Copy the listing below word for word, from the line containing "indicate the wooden table" up to and including the line containing "column 430, row 46".

Dataset items
%%
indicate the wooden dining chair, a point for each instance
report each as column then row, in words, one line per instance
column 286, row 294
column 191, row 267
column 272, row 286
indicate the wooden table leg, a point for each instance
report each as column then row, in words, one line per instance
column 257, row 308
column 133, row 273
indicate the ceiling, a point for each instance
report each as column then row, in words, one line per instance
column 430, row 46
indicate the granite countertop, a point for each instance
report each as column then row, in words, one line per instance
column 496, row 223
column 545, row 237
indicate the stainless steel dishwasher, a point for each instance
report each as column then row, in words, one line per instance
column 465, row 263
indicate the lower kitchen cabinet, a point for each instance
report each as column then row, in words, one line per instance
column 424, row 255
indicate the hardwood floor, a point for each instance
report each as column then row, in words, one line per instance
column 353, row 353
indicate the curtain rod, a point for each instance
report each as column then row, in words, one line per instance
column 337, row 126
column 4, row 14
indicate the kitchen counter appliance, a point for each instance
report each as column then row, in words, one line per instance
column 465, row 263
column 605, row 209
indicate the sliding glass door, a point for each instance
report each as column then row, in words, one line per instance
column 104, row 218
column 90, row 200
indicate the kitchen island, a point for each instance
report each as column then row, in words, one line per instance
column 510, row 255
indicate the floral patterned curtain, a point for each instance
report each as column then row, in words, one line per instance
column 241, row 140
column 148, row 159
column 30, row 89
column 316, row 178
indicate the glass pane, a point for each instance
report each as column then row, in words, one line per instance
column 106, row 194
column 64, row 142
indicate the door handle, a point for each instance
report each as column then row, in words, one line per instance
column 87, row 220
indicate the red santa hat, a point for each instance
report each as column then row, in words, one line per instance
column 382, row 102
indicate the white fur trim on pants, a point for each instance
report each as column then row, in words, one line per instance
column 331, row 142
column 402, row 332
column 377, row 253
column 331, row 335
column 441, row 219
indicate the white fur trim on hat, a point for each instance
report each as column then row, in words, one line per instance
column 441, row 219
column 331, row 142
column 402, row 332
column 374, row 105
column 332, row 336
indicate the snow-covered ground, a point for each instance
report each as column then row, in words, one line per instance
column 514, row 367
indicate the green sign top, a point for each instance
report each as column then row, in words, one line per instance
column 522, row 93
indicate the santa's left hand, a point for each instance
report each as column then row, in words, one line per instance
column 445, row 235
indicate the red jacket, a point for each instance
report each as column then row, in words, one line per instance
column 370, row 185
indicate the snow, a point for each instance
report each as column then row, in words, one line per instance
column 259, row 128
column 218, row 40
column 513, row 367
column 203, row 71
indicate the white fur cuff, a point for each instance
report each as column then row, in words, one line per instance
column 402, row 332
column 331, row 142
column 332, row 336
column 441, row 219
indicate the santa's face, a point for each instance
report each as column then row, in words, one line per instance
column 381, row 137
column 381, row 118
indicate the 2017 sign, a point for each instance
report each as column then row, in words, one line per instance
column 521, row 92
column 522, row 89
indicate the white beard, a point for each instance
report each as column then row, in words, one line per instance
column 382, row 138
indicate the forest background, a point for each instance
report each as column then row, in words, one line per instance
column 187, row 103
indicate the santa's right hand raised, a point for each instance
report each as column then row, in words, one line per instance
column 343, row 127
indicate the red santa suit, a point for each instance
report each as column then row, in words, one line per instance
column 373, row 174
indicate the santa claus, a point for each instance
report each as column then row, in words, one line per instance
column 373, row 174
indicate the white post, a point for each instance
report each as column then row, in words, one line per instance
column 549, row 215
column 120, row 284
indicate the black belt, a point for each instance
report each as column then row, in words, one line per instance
%%
• [The output]:
indicate the wooden table leg, a point for each instance
report each as column then row, in words, one line per instance
column 257, row 308
column 133, row 273
indicate the ceiling, a point for each instance
report each as column then row, in words, one line per instance
column 430, row 46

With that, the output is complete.